▶ **Written instruction**:
Find the line containing "of the compound" in the material below; copy that line and all following lines exactly.

▶ **Provided material**:
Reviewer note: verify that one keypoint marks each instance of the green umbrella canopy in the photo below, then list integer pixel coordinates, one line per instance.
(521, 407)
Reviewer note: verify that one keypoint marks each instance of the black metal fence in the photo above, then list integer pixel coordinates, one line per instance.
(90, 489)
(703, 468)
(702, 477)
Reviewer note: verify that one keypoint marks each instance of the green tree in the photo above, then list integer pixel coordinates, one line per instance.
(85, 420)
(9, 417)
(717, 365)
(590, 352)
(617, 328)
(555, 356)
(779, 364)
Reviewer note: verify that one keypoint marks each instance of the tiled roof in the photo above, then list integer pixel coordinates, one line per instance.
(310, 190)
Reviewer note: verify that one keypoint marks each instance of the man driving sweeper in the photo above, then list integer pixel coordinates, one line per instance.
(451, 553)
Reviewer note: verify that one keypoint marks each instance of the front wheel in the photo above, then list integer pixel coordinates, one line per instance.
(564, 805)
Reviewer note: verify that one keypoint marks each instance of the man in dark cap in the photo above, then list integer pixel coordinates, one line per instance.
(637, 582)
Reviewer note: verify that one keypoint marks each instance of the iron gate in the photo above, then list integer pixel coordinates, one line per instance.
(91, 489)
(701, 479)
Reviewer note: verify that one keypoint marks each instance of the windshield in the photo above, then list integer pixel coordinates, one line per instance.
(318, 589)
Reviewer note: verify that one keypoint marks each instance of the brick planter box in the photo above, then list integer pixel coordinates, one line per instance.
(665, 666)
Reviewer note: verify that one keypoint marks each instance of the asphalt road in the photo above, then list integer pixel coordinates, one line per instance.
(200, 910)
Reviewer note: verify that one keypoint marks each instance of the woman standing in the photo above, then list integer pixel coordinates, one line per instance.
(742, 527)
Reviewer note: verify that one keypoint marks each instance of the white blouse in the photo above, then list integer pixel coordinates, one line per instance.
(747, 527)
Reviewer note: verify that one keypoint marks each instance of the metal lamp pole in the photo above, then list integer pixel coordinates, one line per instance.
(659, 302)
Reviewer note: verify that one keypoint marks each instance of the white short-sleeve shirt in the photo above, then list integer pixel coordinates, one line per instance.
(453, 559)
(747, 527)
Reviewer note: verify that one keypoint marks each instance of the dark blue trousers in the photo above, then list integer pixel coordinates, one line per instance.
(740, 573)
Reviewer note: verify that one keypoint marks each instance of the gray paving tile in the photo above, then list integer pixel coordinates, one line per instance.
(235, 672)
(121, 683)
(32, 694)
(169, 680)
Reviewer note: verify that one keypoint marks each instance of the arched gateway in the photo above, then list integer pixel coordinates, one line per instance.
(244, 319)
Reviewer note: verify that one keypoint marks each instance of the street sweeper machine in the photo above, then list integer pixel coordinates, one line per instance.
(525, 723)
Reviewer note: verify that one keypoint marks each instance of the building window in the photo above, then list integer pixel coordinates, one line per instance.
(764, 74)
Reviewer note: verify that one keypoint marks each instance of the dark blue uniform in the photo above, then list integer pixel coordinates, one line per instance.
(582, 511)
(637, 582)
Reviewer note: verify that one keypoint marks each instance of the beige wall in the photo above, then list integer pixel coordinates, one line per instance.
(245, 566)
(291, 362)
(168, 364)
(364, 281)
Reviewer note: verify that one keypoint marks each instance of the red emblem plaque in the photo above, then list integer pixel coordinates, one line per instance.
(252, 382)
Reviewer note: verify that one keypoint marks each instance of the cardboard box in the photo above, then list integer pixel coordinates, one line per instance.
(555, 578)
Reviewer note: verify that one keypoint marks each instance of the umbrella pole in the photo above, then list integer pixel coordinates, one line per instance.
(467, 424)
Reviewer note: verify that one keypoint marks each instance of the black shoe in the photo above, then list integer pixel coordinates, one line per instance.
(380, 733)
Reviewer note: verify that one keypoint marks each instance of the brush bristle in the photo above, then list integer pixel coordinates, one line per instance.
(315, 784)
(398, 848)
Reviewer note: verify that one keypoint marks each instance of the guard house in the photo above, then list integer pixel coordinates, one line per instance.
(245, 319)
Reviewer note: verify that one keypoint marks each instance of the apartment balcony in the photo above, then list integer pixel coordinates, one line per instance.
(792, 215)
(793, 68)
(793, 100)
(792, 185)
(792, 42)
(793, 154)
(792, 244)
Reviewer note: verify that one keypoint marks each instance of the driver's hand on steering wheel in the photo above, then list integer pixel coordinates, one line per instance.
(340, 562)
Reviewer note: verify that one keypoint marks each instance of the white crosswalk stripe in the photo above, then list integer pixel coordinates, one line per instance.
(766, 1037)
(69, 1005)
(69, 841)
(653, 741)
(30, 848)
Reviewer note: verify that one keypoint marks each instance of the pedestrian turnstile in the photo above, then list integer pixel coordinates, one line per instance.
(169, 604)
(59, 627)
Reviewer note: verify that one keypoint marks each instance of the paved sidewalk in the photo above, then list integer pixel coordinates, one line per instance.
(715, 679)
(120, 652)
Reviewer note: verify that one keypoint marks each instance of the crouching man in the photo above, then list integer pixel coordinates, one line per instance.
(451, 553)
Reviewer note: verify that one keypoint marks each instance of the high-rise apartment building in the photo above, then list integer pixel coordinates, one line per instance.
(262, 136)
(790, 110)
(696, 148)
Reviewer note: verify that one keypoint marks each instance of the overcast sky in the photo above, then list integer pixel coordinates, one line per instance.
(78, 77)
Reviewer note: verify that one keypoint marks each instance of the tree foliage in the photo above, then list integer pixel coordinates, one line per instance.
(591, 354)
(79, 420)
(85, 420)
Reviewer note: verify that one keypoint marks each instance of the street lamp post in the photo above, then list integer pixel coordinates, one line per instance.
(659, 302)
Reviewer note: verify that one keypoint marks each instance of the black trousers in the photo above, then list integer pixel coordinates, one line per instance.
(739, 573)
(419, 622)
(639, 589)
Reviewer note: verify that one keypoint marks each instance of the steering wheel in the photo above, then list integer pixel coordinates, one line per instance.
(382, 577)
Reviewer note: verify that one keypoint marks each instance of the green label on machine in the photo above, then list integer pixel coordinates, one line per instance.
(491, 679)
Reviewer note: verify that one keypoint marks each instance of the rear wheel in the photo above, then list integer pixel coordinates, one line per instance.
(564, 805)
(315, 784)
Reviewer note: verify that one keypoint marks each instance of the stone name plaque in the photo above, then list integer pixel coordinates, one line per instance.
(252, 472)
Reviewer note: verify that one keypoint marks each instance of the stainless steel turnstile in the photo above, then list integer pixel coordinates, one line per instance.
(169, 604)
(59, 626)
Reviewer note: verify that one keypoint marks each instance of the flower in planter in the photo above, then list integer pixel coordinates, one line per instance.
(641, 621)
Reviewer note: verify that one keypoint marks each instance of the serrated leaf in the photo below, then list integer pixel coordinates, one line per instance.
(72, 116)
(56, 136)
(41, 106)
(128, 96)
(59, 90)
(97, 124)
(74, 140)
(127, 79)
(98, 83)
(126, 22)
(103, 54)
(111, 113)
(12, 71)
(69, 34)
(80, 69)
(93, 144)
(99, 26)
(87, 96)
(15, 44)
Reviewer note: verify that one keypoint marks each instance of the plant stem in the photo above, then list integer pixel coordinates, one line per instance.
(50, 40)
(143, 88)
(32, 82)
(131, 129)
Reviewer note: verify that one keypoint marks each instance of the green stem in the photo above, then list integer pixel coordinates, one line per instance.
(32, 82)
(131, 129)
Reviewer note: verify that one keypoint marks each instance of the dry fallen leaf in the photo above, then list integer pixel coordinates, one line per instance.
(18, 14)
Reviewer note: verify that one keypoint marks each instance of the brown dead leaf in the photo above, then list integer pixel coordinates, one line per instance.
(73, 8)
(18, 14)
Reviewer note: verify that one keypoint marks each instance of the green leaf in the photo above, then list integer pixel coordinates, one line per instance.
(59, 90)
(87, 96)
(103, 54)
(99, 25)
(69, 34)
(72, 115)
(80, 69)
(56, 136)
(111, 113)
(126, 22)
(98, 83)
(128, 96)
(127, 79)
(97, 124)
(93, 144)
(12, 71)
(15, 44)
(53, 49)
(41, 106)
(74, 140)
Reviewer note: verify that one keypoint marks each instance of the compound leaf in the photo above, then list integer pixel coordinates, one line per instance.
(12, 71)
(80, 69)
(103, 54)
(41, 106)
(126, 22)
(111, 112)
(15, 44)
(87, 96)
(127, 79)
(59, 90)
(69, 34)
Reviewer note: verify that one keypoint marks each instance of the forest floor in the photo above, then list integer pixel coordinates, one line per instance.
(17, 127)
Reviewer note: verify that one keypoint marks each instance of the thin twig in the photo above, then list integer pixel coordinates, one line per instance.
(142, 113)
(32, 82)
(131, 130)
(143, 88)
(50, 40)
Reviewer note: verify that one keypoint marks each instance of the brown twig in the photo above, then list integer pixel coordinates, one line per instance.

▶ **Answer to the problem**:
Reviewer note: verify that one keypoint marks each instance of the compound leaf in the photo above, then list integer pixel coordinates, one line per instance.
(12, 71)
(80, 69)
(103, 54)
(41, 106)
(126, 22)
(111, 112)
(15, 44)
(87, 96)
(127, 79)
(59, 90)
(69, 34)
Reviewer note: verify that one keypoint marks each instance of the forest floor in the photo above, then list integer pixel coordinates, one line per instance.
(17, 127)
Reviewer note: verify that one keypoint marks each instance of the thin twig in the photo above, then list integer pixel coordinates, one line per instance.
(142, 113)
(32, 82)
(131, 130)
(143, 88)
(50, 40)
Reviewer note: verify that one keypoint marks each instance of the brown twig in the photo above, then list integer pixel coordinates, one line per instance.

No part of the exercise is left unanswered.